◆ TASK DIRECTIONS ◆
Please repeat all of the listing exactly.

◆ THE INPUT ◆
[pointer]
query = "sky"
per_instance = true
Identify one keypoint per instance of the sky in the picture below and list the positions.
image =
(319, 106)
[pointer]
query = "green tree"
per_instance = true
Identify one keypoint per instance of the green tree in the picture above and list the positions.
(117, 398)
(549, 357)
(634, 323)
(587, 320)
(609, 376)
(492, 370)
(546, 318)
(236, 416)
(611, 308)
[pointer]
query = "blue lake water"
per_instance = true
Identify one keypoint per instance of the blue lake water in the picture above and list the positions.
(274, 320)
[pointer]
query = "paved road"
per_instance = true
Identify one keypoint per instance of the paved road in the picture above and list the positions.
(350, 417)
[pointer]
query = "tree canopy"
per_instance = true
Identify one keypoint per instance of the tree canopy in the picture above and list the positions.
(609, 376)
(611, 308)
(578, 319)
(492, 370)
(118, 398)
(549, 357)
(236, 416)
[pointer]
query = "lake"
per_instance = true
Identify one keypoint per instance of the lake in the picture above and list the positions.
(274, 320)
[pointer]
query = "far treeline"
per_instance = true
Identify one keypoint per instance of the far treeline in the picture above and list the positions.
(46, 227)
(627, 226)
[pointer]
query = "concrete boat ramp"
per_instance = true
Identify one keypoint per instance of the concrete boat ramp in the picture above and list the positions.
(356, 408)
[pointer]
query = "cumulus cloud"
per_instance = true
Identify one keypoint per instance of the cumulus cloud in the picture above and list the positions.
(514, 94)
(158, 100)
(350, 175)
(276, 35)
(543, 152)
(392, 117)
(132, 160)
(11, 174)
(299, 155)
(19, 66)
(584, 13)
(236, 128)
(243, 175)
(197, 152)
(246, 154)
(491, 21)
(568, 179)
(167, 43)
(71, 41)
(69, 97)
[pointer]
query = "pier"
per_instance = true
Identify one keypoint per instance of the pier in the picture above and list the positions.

◆ COMPLETED TASK ◆
[pointer]
query = "sky"
per_instance = true
Identify one keypoint per instance of the sky in the picture below and list the positions.
image =
(319, 106)
[pointer]
query = "green tree"
per_instance = true
Identify one keypoint per instance of the green tree in the picture above and list the positions.
(117, 398)
(549, 357)
(634, 323)
(587, 320)
(609, 376)
(492, 370)
(546, 318)
(236, 416)
(611, 308)
[pointer]
query = "blue lake water"
per_instance = true
Identify one keypoint per instance of the blue lake water in the picture above and list the positions.
(274, 320)
[pointer]
query = "paved road"
per_instance = true
Identify one keypoint per instance of the paved road in the picture above and list the positions.
(350, 417)
[pointer]
query = "tree canopy"
per_instance = true
Identify one keypoint per instance of the tree canopy in the picture above and list the positions.
(609, 376)
(611, 308)
(578, 319)
(492, 370)
(118, 398)
(549, 357)
(236, 416)
[pointer]
query = "lake"
per_instance = true
Identify one keypoint per instance of the lake in the picture above and list the positions.
(274, 320)
[pointer]
query = "far treeline"
per_instance = true
Identify one keypoint per instance of the far treeline in the picture above and list the positions.
(46, 227)
(627, 226)
[pointer]
query = "concrete boat ramp"
per_instance = true
Identify one keypoint per instance of the concrete boat ramp in the picture above and list the positions.
(356, 408)
[pointer]
query = "cumulus cloud"
per_instance = true
Identify one keypoint per instance of the cumulus cloud in the picture above and list the positions.
(514, 94)
(158, 100)
(350, 175)
(276, 35)
(543, 152)
(392, 117)
(132, 160)
(11, 174)
(299, 155)
(19, 66)
(584, 13)
(236, 128)
(243, 175)
(197, 152)
(246, 154)
(491, 21)
(568, 179)
(167, 43)
(71, 41)
(69, 97)
[pointer]
query = "pier"
per_instance = true
Identify one keypoint per instance of the pier in the picture above and list the positions.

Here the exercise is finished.